Description of the task |
In the records below, the line with "TARGET = green leaf" opens the range and the line with "TARGET = shoreline" closes it; print that range exactly and nothing else.

Data for processing |
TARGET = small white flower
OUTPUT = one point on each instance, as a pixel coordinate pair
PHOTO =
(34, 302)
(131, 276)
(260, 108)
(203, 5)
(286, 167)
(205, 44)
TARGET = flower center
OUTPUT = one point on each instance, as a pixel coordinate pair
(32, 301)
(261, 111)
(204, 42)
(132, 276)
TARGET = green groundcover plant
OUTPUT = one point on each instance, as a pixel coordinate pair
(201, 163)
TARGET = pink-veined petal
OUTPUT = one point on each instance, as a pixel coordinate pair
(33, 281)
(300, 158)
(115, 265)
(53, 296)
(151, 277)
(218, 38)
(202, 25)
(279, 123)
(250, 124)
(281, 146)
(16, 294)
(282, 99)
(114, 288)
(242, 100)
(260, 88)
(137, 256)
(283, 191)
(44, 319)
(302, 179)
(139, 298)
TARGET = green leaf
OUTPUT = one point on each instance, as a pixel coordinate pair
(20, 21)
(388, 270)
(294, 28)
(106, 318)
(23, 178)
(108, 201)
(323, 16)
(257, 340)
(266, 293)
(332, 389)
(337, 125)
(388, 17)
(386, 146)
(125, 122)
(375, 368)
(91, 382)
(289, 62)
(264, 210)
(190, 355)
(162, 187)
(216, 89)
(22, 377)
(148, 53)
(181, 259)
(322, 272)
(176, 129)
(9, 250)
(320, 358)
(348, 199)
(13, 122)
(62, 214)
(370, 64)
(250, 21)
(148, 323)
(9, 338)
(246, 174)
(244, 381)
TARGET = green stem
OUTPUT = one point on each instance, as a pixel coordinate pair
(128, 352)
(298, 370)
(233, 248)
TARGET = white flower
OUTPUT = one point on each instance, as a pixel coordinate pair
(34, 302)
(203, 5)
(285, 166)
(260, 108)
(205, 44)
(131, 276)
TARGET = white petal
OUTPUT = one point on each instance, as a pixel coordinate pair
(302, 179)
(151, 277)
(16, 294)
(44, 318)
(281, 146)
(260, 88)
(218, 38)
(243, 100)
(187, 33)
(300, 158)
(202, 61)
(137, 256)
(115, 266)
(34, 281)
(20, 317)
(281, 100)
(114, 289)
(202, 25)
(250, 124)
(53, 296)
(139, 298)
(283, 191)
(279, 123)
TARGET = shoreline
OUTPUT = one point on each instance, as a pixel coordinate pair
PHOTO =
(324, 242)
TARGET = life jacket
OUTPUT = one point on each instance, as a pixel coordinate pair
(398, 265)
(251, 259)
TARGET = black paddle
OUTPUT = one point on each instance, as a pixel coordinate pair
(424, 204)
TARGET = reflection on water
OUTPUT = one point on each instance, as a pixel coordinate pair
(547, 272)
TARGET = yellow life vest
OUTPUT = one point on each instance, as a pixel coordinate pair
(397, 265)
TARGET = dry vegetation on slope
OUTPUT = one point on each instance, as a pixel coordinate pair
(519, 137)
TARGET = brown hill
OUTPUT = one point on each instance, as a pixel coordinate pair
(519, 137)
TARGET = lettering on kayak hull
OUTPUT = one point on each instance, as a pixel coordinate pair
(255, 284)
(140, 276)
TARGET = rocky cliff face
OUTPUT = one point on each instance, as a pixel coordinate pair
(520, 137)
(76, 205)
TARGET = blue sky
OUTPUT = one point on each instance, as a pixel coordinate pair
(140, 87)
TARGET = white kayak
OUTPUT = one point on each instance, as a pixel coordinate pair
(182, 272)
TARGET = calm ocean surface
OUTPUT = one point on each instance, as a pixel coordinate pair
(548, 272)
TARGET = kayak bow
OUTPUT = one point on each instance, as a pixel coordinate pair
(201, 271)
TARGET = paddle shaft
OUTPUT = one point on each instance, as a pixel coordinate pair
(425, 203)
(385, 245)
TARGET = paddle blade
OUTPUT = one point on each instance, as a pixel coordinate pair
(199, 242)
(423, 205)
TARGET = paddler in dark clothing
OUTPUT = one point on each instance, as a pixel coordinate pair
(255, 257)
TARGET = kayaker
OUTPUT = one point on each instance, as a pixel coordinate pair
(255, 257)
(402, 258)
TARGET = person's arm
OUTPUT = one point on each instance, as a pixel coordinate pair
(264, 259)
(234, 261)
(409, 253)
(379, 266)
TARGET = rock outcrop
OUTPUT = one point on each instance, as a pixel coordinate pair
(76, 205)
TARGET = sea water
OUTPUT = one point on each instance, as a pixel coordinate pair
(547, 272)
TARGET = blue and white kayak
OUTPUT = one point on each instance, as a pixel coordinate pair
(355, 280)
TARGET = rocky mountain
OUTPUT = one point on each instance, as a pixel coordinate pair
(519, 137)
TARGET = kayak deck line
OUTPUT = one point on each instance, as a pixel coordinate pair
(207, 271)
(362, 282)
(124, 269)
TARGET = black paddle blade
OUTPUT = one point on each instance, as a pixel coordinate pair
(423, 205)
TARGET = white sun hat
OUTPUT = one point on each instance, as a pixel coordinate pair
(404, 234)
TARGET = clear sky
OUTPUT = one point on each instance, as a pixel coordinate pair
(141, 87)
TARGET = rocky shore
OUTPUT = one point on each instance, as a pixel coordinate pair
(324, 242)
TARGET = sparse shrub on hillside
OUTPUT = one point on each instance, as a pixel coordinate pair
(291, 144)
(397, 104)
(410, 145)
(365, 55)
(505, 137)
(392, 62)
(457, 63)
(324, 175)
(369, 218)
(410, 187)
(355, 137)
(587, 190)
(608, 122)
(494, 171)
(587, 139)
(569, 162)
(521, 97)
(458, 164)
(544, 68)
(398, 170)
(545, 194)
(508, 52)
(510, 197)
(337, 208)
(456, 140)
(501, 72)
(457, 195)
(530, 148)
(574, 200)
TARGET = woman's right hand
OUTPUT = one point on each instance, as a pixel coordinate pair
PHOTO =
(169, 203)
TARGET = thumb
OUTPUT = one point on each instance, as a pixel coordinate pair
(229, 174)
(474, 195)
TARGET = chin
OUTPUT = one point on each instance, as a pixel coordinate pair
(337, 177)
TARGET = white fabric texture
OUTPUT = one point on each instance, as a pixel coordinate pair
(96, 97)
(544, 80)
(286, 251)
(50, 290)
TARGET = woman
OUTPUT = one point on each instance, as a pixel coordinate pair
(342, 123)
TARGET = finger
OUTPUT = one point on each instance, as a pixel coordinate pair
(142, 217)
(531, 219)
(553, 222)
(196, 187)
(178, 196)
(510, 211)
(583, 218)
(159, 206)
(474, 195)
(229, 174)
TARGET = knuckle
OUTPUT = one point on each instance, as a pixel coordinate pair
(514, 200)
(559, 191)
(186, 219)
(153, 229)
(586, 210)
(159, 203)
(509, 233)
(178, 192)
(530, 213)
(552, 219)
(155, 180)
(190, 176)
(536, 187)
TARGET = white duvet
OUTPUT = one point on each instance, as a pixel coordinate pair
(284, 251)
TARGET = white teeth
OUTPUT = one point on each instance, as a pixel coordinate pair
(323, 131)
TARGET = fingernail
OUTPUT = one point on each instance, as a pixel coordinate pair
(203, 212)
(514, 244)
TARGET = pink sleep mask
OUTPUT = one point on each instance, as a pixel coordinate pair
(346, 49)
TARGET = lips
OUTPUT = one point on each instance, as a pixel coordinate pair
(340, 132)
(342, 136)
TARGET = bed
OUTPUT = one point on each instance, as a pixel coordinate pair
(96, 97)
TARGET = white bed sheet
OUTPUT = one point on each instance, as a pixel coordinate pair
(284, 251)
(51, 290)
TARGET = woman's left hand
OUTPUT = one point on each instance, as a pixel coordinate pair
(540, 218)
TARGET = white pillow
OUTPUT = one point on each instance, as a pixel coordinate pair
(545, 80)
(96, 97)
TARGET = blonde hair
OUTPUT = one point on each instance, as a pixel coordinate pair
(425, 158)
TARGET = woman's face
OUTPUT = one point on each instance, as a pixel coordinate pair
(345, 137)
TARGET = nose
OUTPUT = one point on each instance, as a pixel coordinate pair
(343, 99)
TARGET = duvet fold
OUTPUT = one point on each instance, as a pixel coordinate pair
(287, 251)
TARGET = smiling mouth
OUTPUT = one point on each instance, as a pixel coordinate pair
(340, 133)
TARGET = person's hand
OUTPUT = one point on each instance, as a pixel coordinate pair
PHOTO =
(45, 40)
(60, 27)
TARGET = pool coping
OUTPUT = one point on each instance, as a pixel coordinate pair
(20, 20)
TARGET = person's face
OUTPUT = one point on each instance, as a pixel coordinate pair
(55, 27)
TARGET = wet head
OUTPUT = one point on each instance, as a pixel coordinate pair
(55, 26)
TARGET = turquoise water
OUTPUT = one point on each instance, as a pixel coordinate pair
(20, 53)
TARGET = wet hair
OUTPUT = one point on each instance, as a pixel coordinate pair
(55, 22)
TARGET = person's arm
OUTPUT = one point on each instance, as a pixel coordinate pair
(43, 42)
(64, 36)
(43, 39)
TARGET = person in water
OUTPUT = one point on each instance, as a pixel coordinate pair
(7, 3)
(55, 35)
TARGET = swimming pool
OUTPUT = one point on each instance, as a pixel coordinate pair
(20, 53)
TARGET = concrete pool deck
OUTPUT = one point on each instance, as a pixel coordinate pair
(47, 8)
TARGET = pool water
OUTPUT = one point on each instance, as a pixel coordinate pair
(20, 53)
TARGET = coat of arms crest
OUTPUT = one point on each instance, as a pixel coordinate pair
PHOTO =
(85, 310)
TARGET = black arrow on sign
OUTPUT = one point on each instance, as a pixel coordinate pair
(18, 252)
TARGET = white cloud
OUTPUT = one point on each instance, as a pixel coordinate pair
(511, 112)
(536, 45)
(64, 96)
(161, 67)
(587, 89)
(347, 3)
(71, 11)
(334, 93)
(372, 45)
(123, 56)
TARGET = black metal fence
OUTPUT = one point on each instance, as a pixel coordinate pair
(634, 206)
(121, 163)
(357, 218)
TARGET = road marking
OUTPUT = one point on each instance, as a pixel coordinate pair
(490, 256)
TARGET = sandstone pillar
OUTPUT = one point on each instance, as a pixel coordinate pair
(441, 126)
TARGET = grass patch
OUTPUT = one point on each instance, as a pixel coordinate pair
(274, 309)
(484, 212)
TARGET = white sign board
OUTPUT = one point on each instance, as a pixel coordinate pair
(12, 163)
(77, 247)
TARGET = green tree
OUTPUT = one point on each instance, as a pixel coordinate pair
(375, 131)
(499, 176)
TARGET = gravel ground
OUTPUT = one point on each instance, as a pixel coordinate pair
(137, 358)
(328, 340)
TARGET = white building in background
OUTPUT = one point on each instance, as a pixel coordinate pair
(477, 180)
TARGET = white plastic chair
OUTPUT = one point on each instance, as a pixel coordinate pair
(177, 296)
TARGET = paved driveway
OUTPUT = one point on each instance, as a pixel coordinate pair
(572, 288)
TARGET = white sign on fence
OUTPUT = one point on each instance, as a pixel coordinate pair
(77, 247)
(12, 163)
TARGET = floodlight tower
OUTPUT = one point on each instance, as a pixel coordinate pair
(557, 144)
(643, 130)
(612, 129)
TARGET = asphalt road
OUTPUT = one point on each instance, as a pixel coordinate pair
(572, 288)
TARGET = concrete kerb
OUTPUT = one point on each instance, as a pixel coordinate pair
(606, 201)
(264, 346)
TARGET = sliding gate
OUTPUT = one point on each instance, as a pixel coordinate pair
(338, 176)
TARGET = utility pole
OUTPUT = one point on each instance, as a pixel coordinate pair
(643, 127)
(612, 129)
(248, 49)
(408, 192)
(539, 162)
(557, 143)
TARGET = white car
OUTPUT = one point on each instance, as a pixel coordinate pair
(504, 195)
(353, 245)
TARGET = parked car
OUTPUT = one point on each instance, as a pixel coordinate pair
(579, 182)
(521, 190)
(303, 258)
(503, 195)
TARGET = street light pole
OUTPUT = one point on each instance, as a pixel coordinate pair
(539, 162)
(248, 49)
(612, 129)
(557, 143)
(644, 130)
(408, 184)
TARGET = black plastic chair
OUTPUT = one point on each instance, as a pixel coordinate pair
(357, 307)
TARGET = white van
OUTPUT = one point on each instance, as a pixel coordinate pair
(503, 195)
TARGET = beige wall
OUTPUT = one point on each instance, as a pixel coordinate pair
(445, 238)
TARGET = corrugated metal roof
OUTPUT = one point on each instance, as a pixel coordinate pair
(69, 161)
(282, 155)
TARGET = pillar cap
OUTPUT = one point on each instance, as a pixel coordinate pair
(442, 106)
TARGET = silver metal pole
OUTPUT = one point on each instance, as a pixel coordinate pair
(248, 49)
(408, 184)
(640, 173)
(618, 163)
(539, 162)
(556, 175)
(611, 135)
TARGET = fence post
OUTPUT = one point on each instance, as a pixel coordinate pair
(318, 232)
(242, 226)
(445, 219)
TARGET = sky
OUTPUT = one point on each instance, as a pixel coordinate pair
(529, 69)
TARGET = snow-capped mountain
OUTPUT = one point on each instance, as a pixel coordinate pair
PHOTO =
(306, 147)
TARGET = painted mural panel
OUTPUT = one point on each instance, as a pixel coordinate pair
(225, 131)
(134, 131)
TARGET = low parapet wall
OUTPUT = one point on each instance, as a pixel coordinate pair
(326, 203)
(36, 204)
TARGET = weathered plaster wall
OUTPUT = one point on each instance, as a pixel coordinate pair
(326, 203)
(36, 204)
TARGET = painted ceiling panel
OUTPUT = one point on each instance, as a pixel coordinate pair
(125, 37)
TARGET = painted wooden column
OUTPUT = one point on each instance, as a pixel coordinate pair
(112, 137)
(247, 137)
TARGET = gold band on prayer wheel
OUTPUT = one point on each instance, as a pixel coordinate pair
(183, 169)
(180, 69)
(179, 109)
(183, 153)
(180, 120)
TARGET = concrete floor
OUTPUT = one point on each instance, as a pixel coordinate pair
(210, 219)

Answer section |
TARGET = green leaf
OUTPUT = one point on each instance, as a pixel coordinate pair
(20, 21)
(388, 270)
(294, 28)
(106, 318)
(23, 178)
(108, 201)
(323, 16)
(257, 340)
(266, 293)
(332, 389)
(337, 125)
(388, 17)
(386, 146)
(125, 122)
(375, 368)
(91, 382)
(289, 62)
(264, 210)
(190, 355)
(162, 187)
(216, 89)
(22, 377)
(148, 53)
(181, 259)
(322, 272)
(176, 129)
(9, 250)
(320, 358)
(348, 199)
(13, 122)
(62, 214)
(370, 64)
(250, 21)
(148, 323)
(9, 338)
(246, 174)
(244, 381)
TARGET = green stem
OUTPUT = one point on each instance, as a pixel coordinate pair
(128, 352)
(298, 370)
(233, 248)
TARGET = white flower
OUTPUT = one point on each instance, as a pixel coordinate pair
(34, 302)
(203, 5)
(285, 166)
(260, 108)
(205, 44)
(131, 276)
TARGET = white petal
OUTPUT = one point on each instance, as a pixel coordinate pair
(302, 179)
(151, 277)
(16, 294)
(44, 318)
(281, 146)
(260, 88)
(218, 38)
(243, 100)
(187, 33)
(300, 158)
(202, 61)
(137, 256)
(115, 266)
(34, 281)
(20, 317)
(281, 100)
(114, 289)
(202, 25)
(250, 124)
(53, 296)
(139, 298)
(283, 191)
(279, 123)
TARGET = shoreline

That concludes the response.